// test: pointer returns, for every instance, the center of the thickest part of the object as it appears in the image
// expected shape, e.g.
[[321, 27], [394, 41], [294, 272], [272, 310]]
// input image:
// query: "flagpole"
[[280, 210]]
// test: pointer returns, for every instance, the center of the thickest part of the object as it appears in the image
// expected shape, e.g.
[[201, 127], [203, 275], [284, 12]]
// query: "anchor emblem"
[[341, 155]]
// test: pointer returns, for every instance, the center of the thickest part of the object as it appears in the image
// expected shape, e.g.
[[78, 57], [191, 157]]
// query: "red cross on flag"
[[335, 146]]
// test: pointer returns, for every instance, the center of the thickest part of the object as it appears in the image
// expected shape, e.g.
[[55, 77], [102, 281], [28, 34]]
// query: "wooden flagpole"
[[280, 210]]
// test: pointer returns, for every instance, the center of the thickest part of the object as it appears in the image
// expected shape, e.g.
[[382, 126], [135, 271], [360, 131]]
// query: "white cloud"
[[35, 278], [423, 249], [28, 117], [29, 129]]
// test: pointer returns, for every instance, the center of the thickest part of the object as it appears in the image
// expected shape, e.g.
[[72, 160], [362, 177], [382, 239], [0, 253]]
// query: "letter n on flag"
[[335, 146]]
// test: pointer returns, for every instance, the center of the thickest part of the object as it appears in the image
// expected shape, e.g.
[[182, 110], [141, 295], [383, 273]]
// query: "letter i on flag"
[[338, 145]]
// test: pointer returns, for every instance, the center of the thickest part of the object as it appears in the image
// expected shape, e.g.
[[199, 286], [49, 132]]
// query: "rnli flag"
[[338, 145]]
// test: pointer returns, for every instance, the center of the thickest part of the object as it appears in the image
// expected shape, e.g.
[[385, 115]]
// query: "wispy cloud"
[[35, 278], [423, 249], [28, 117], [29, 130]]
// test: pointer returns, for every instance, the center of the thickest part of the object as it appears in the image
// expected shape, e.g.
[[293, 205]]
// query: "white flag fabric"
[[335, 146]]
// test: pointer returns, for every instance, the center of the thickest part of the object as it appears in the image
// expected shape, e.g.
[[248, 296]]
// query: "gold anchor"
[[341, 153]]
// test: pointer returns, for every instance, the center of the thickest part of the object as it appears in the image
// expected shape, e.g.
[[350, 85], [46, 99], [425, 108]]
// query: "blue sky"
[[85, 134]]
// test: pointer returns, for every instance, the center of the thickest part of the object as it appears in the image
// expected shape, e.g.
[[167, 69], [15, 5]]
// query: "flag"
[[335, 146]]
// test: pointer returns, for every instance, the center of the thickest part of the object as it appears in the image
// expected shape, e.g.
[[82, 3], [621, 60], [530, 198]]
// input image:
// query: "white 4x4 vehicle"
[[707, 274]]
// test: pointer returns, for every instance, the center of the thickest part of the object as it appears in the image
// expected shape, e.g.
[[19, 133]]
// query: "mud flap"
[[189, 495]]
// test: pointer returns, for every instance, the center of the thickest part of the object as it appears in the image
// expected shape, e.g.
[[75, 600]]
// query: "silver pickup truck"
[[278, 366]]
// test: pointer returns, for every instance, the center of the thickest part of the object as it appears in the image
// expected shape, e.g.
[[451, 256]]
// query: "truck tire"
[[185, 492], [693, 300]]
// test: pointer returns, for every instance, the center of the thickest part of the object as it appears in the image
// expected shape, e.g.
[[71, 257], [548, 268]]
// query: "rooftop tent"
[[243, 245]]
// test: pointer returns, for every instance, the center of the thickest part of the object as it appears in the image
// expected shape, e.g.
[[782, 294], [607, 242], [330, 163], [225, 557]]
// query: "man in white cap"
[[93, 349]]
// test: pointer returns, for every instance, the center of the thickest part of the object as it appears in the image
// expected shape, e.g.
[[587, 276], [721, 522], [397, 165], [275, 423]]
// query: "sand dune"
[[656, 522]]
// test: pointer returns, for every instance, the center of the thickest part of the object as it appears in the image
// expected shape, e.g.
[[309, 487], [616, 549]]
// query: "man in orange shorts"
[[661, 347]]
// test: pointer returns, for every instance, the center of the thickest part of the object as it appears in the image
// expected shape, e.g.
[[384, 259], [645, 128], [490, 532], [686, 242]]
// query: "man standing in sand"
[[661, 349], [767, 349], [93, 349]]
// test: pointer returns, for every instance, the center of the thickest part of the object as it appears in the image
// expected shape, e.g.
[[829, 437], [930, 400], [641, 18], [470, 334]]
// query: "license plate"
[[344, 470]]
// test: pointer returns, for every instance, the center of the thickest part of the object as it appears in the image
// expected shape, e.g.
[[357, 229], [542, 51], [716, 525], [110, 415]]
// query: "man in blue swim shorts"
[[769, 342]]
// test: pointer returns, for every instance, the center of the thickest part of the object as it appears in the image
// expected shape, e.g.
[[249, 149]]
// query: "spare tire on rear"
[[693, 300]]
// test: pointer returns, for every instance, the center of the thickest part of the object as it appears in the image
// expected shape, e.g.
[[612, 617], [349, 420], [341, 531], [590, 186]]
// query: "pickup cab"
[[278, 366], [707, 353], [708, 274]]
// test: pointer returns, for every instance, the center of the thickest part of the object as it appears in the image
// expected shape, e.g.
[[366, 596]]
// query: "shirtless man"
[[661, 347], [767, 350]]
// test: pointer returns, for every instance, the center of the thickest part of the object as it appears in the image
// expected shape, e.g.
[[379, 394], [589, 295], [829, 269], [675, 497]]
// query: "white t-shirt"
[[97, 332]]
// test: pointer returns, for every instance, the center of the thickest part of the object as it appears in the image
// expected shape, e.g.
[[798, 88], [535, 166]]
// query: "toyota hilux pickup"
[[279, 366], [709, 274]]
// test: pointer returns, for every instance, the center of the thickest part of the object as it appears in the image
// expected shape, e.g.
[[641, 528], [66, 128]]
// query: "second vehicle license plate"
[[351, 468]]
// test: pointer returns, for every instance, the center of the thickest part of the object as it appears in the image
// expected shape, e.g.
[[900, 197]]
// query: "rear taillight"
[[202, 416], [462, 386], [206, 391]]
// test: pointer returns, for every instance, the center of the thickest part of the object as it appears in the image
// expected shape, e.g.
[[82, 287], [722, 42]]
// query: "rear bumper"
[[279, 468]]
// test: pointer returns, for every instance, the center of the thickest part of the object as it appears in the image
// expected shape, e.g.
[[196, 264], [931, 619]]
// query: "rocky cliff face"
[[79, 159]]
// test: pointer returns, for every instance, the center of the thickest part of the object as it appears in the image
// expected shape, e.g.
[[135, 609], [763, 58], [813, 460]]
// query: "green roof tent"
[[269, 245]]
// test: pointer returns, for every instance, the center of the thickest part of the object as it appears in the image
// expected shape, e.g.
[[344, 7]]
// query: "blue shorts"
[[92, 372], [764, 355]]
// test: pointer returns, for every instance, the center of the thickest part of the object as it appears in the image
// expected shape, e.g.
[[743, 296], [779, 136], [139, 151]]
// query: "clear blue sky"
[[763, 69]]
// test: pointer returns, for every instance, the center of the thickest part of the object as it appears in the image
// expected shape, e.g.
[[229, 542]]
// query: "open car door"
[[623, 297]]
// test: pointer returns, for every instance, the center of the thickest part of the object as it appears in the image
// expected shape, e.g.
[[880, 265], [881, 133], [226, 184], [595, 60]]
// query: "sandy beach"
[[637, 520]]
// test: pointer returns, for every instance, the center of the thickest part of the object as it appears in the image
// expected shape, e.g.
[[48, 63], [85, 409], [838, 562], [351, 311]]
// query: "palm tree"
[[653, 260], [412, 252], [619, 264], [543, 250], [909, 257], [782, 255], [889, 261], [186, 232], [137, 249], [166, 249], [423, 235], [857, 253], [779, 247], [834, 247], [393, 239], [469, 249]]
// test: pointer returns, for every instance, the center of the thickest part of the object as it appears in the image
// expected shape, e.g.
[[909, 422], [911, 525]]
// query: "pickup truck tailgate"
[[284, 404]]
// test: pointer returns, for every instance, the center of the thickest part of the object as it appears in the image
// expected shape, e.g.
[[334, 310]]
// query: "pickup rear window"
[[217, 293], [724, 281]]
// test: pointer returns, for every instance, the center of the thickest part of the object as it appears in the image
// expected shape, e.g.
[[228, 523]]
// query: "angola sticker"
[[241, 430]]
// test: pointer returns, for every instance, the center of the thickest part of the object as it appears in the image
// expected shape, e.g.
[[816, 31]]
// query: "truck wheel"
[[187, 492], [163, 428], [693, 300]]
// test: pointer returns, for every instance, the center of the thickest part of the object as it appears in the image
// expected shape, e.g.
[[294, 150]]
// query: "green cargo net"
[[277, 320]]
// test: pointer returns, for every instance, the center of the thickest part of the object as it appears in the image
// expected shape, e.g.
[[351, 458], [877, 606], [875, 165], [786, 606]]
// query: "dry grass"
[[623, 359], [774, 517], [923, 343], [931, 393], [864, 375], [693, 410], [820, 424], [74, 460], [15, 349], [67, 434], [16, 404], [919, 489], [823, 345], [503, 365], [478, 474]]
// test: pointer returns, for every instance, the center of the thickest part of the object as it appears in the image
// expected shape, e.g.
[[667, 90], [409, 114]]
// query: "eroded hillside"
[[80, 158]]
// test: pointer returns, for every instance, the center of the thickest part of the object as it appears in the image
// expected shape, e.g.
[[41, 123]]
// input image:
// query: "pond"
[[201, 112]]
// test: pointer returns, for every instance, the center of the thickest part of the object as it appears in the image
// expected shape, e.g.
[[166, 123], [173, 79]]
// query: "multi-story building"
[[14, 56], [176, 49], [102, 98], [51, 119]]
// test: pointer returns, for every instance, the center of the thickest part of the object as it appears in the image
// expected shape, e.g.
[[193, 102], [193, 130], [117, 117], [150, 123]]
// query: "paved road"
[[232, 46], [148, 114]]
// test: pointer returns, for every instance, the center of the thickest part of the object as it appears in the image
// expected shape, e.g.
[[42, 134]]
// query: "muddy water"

§ Work order
Exactly repeat the lines above, from the opening line through the one with "[[382, 126], [135, 271], [360, 131]]", and include nothing else.

§ Written solution
// test: pointer returns, for every instance, the center of the thickest part of the object as it appears in the image
// expected shape, e.g.
[[321, 27], [394, 41], [294, 272], [272, 310]]
// input image:
// query: "flagpole"
[[280, 210]]
// test: pointer returns, for every instance, the center of the thickest part of the object as it appears in the image
// expected shape, e.g.
[[201, 127], [203, 275], [284, 12]]
// query: "anchor emblem"
[[341, 155]]
// test: pointer returns, for every instance, the center of the thickest part of the object as it appears in the image
// expected shape, e.g.
[[78, 57], [191, 157]]
// query: "red cross on flag"
[[335, 146]]
// test: pointer returns, for every instance, the center of the thickest part of the object as it appears in the image
// expected shape, e.g.
[[55, 77], [102, 281], [28, 34]]
// query: "wooden flagpole"
[[280, 210]]
// test: pointer returns, for every instance, the center of the thickest part of the object as it appears in the image
// expected shape, e.g.
[[382, 126], [135, 271], [360, 131]]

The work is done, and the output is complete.